Short exercise → Repeat all of the data precisely.

-- Begin --

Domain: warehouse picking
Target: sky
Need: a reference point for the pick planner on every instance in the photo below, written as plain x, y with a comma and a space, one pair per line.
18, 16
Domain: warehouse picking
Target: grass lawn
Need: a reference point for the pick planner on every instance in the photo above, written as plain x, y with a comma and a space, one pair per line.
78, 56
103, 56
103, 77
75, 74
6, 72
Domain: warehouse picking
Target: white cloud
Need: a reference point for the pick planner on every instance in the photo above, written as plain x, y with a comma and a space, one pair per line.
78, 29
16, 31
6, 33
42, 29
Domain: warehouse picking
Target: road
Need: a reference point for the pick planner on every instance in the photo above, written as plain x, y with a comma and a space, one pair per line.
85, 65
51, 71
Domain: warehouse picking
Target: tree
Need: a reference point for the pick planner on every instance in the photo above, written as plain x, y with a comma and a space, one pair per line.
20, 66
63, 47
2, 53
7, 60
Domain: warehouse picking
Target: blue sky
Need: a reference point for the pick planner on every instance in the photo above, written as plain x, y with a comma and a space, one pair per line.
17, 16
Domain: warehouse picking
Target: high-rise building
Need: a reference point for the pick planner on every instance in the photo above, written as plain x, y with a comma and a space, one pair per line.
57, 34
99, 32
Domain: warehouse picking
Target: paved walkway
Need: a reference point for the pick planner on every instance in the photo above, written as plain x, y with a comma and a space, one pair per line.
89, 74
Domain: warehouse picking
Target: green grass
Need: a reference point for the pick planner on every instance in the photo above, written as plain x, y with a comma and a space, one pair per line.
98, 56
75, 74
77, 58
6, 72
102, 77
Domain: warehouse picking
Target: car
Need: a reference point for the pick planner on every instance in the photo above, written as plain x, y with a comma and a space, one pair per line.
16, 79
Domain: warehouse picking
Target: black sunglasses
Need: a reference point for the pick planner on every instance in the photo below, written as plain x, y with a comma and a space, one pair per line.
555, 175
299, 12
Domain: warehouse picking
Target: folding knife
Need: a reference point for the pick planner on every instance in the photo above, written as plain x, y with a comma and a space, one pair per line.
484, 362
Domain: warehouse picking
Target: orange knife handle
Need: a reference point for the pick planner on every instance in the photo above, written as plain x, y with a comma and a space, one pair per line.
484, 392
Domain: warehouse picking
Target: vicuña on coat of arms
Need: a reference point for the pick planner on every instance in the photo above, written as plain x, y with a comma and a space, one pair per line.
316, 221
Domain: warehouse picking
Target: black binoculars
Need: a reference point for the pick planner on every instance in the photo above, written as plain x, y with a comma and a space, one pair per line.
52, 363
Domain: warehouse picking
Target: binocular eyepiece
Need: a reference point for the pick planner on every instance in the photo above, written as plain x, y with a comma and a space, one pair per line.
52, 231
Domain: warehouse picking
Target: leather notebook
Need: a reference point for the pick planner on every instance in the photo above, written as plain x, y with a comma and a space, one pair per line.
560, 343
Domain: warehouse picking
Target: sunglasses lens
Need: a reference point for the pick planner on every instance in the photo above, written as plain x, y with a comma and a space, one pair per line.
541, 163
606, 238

-- End --

Written answer →
Domain: warehouse picking
Target: sky
Need: a reference point for the pick planner on every instance in the photo below, written as plain x, y with a comma and a space, one pair per line.
18, 16
Domain: warehouse picking
Target: grass lawn
Need: a reference point for the pick planner on every instance in the photo above, written as plain x, y with a comma and a space, one pair per line.
78, 56
103, 56
103, 77
75, 74
6, 72
Domain: warehouse picking
Target: white cloud
Need: a reference point for the pick planner on every instance in the photo above, written as plain x, y with a comma and a space, one pair per line.
78, 29
16, 31
6, 33
42, 29
Domain: warehouse picking
Target: road
Need: a reference point for the pick planner on every instance in the photo above, written as plain x, y with a comma and a space, one pair per line.
85, 65
51, 71
Domain: warehouse picking
Target: tree
Need: a reference point for the pick planner on every instance in the photo above, written as plain x, y with a comma and a space, one pair per line.
20, 66
63, 47
2, 53
7, 60
Domain: warehouse picking
Target: blue sky
Need: a reference point for the pick planner on every instance in the photo above, written as plain x, y with a comma and a space, one pair per line.
17, 16
Domain: warehouse picking
Target: high-rise building
Need: a reference point for the pick planner on every instance in the photo above, written as plain x, y with a comma and a space, one pair per line.
57, 34
99, 32
Domain: warehouse picking
Target: paved walkway
Need: a reference point for the pick planner on every instance in the photo above, written as plain x, y with a comma and a space, one pair per line.
89, 74
Domain: warehouse picking
Target: green grass
Need: a reference point for the pick planner on every instance in the photo above, written as plain x, y with a comma and a space, one pair per line.
98, 56
75, 74
77, 58
6, 72
102, 77
Domain: warehouse picking
Target: car
Need: a reference point for the pick planner on every instance in the photo above, written as plain x, y with a comma and a space, one pair per line.
16, 79
Domain: warehouse picking
Target: black sunglasses
Need: a reference point for the pick planner on every instance in the photo below, written as plain x, y with a comma and a space, one pair per line.
555, 175
299, 12
Domain: warehouse picking
Target: folding knife
Need: a reference point for the pick planner on every instance in the photo above, written as plain x, y with a comma and a space, one pair per line.
484, 362
Domain: warehouse picking
Target: orange knife handle
Need: a reference point for the pick planner on every instance in the photo above, written as plain x, y with a comma and a space, one pair per line.
484, 392
Domain: warehouse picking
Target: vicuña on coat of arms
Need: a reference point for the pick planner on every instance in the photo above, written as plain x, y with a comma and a space, one pair per line.
316, 221
Domain: warehouse picking
Target: black binoculars
Need: a reference point for the pick planner on every instance in the photo above, written as plain x, y with a comma and a space, one pair per line.
52, 363
Domain: warehouse picking
Target: binocular eyepiece
Need: a reference point for the pick planner on every instance in the photo above, written as plain x, y with a comma and a space, one pair per line.
52, 231
Domain: warehouse picking
Target: leather notebook
Need: a reference point for the pick planner on every instance in the photo above, written as plain x, y with a comma and a space, one pair per line.
560, 343
Domain: warehouse picking
Target: sunglasses lens
Need: a reference point for the pick planner on every instance in the photo above, written as plain x, y with a comma and a space, one pair per line.
541, 163
606, 238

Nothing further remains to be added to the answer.